Task instructions
a) Copy out the part of the market commentary below that begins at the words "February 25, 2019" and stops after "of European chicken.", word for word.
b) Write the next part of the market commentary below, picking up after its last sentence and keeping its tone.

February 25, 2019

This not being a leap year, there will be no February 29th on Friday.  Instead, it will be March 1st, the day that we impose huge new tariffs on….

No, wait.  The President has declared that trade talks with China are proceeding and he will postpone additional tariffs to give time for the talks to work.  (China’s stock market rose more than 5% upon the announcement, its best one-day gain in almost four years.  The Shanghai Composite Index is up 14% in February.)

But it will be the day of the next Brexit….  No, wait, not that either.  Britain’s Prime Minister Theresa May has postponed the next vote on her Brexit deal until March 12th - just 17 days before the Brexit date of March 27th.  Mrs. May says she can still meet the deadline, but it seems to be a game of European chicken.

So what IS happening this week?  President Trump will meet with North Korea’s leader Kim Jung-Un in Vietnam to discuss North Korea’s possible denuclearization along with a potential peace treaty and trade normalization.  The President is flying to Vietnam on Air Force One, while Kim is taking a 3 1/2 day train ride across China.  Why?  Rumor has it that he has no plane which can travel that far.  Or maybe he’s just afraid of flying.  In advance of the summit, Vietnam has expelled a Kim impersonator, while a local barber is offering free haircuts as long as you pick either the “Trump” or the “Kim”.

Kraft Heinz ran into big trouble last week, as it posted a $12.6 billion loss for the fourth quarter of 2018.  But wait, there’s more.  It also took a balance sheet write-down of $15.4 billion (on goodwill and intangibles like trademarks).  And it reported that the SEC has placed the company under investigation.  AND it cut its dividend.  The stock fell by 27.5%.  Kraft Heinz is run by 3G Capital, a Brazilian investment firm that bought KH ten years ago and proceeded with drastic cost-cutting.  Investors like Berkshire Hathaway and William Ackman approved of the measures, but it appears that 3G didn’t do enough on the spending side, and failed to explore new healthy-eating trends and products.  Full disclosure, I am clearly not eating enough mac and cheese.

Supplied information
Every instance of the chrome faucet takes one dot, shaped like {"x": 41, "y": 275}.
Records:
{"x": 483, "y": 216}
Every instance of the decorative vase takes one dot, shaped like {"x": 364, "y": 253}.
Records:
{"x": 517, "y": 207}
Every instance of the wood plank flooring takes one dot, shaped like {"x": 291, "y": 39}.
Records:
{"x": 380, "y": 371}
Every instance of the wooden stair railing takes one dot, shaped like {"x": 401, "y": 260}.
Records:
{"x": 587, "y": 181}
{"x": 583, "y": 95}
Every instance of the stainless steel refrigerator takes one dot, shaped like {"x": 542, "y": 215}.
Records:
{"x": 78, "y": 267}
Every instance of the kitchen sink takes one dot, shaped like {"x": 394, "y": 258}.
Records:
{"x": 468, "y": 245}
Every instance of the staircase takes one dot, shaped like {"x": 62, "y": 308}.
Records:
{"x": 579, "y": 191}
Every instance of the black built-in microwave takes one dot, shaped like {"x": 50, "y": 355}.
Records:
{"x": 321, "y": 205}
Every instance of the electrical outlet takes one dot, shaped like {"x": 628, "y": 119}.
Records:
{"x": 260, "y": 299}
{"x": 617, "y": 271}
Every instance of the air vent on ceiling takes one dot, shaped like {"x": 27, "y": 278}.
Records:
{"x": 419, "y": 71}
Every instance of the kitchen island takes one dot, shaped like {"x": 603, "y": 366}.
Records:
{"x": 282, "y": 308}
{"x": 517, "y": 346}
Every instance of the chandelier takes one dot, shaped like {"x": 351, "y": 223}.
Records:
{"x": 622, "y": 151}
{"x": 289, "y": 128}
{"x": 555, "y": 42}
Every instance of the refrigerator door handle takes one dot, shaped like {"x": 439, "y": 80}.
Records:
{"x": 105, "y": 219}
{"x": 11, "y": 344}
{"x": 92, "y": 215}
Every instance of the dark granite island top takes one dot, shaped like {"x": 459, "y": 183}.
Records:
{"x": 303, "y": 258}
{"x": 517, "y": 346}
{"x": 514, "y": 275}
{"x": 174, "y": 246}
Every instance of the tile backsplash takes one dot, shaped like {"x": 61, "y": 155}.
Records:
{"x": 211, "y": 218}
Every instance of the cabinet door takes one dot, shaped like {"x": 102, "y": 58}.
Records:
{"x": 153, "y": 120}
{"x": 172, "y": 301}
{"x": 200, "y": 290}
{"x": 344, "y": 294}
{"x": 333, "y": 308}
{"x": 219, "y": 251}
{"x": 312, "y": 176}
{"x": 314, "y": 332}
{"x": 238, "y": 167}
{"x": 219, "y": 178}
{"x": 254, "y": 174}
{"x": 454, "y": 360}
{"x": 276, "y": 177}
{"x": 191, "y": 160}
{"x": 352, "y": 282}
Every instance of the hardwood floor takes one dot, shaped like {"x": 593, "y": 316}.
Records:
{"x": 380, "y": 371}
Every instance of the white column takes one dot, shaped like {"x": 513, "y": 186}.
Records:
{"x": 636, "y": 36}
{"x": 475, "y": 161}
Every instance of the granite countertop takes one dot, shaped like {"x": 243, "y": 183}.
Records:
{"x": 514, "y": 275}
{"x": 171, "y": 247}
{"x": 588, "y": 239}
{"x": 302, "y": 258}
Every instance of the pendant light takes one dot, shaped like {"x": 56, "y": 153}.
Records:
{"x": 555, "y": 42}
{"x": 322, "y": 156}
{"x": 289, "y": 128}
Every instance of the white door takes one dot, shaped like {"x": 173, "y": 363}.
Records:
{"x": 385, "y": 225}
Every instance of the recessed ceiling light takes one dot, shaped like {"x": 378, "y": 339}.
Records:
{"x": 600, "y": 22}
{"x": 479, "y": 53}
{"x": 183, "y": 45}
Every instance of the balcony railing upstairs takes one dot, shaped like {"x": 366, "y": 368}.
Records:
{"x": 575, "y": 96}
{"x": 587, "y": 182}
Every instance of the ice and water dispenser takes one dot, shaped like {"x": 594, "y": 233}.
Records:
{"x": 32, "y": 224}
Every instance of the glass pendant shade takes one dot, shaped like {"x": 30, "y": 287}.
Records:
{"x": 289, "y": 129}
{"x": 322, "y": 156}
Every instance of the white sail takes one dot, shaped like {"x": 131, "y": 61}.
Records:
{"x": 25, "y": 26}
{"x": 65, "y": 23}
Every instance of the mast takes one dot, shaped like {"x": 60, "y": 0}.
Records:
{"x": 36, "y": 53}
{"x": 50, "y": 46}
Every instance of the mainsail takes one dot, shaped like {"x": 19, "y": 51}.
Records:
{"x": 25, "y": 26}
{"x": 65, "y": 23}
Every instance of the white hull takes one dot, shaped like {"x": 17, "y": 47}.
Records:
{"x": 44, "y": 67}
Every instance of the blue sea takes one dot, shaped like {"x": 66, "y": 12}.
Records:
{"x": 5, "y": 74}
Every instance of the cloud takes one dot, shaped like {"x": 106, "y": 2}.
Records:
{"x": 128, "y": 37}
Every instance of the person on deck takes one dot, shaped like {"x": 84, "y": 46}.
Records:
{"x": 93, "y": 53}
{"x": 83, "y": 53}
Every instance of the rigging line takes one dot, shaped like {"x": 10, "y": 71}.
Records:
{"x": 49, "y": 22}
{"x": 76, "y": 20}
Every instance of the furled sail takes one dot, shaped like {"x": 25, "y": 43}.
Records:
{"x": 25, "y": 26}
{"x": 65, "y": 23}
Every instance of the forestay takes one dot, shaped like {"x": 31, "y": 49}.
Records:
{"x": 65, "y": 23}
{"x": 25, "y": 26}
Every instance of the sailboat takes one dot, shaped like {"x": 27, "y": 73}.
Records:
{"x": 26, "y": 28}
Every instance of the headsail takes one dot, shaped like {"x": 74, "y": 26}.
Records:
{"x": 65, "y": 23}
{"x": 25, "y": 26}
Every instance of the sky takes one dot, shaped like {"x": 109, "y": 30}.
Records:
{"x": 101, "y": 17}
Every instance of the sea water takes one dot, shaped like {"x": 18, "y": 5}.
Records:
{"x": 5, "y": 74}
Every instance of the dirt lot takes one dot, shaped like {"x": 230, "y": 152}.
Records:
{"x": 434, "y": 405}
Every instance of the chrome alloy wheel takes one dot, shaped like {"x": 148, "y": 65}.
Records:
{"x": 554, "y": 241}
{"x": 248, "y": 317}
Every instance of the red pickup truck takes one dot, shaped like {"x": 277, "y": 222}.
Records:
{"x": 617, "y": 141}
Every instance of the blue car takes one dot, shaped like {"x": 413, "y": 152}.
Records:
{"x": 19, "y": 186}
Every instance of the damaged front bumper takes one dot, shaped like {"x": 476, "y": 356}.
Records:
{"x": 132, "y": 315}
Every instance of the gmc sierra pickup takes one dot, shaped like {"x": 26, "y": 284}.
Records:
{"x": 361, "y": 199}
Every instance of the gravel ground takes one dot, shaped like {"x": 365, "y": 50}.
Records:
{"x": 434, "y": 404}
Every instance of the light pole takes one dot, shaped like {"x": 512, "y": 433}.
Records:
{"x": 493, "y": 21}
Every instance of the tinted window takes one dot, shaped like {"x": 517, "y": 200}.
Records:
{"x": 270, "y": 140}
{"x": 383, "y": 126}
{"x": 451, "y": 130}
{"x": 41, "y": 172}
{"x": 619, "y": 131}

Answers provided
a)
February 25, 2019

This not being a leap year, there will be no February 29th on Friday.  Instead, it will be March 1st, the day that we impose huge new tariffs on….

No, wait.  The President has declared that trade talks with China are proceeding and he will postpone additional tariffs to give time for the talks to work.  (China’s stock market rose more than 5% upon the announcement, its best one-day gain in almost four years.  The Shanghai Composite Index is up 14% in February.)

But it will be the day of the next Brexit….  No, wait, not that either.  Britain’s Prime Minister Theresa May has postponed the next vote on her Brexit deal until March 12th - just 17 days before the Brexit date of March 27th.  Mrs. May says she can still meet the deadline, but it seems to be a game of European chicken.

b)
U.S. home sales fell 8.5% over the past 12 months, including a drop of 1.2% in January alone.  Many factors are influencing the drop, including lack of inventory, which drives prices higher, a rise in mortgage rates which pushes monthly payments higher, and the fact that potential first-time home buyers are already saddled with student debt and have to wait longer for their own homes.

In a related story, the Federal Reserve Bank of New York reported that seven million Americans have fallen more than 90 days behind on their car-loan payments, even though the overall pool of car loans is more creditworthy than at any time since the financial crisis.   Delinquencies are rising sharply among borrowers in their twenties.

The Federal Reserve Board’s Open Market Committee, which directs the Fed’s interest-rate policy, met last week and decided not to raise rates.  This came as a surprise to no one.  Comments after the meeting reinforced the Fed’s recent decision to remain responsive to the markets, which investors took to mean that rates would stay low.  In addition, the Fed is considering ending the reduction of its portfolio of bonds in the second half of this year.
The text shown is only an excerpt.